Material to process:
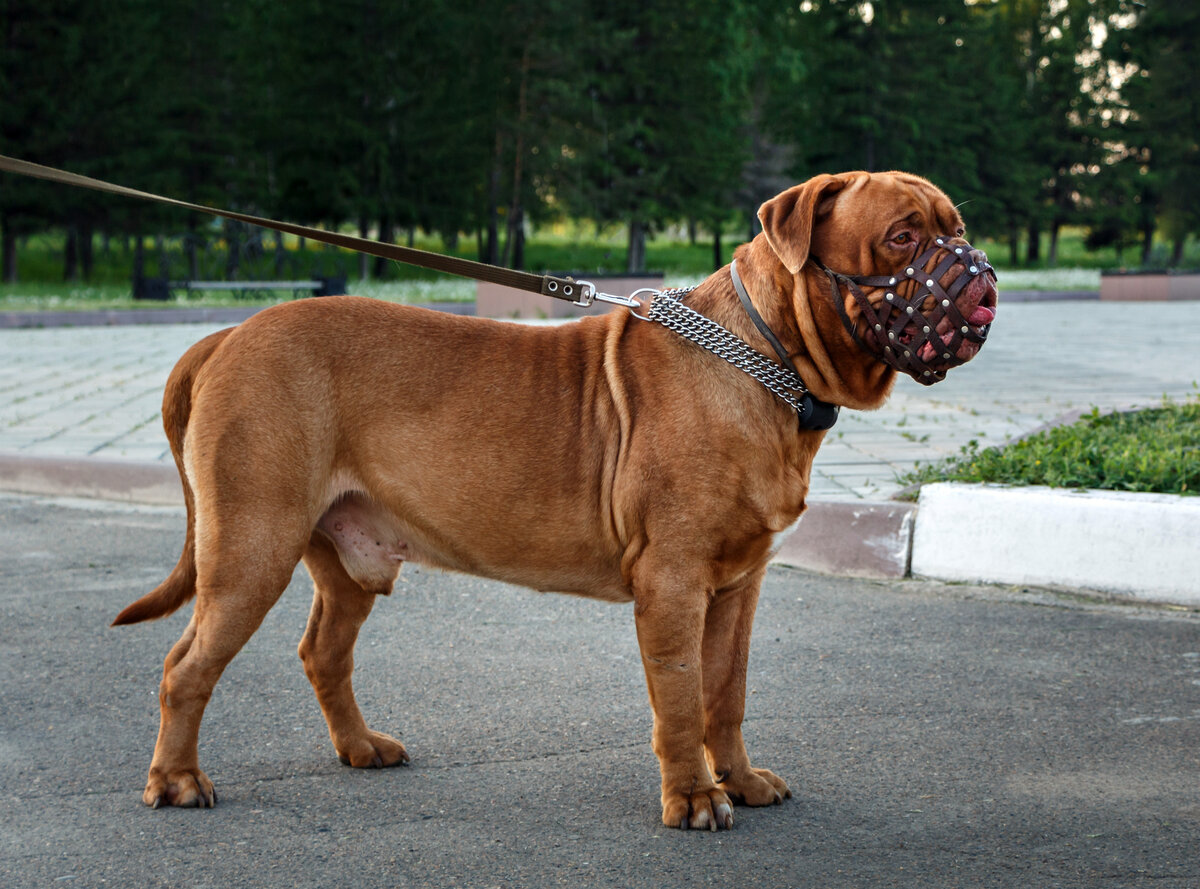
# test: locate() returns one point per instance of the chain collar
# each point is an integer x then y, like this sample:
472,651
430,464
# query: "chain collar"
666,307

Task instructions: Reproduce every line of the material above verbatim, leaving out the picture.

Result below:
# test: locate() returns one point per instance of the chain collar
# each point is an integer x then y, like this sample:
472,651
430,464
# query: "chain collar"
666,307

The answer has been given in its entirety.